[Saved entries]
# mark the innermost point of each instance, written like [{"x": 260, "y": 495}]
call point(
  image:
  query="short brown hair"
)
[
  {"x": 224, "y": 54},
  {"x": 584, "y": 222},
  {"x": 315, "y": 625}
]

--

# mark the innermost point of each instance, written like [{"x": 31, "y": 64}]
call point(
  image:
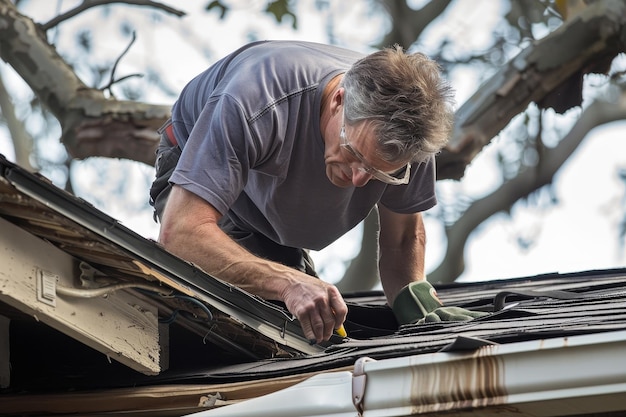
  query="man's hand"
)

==

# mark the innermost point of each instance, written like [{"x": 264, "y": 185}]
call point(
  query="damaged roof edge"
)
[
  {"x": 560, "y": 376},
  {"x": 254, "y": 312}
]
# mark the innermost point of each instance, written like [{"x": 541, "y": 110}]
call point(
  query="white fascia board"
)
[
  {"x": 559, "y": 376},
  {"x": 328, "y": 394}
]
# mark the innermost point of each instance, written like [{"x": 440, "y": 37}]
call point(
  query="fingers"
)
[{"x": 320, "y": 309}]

*TASK OBJECTIVE*: List each line of the records that holds the string "innermost".

*EXPECTED OUTPUT*:
# mark the innermost point of each instance, written like [{"x": 260, "y": 495}]
# mark the innermost point of each instance, written like [{"x": 31, "y": 64}]
# mark the innermost point of each instance, written like [{"x": 264, "y": 185}]
# mark the innermost point of each instance, written like [{"x": 541, "y": 110}]
# mark the innermost point of each instance, written like [{"x": 440, "y": 37}]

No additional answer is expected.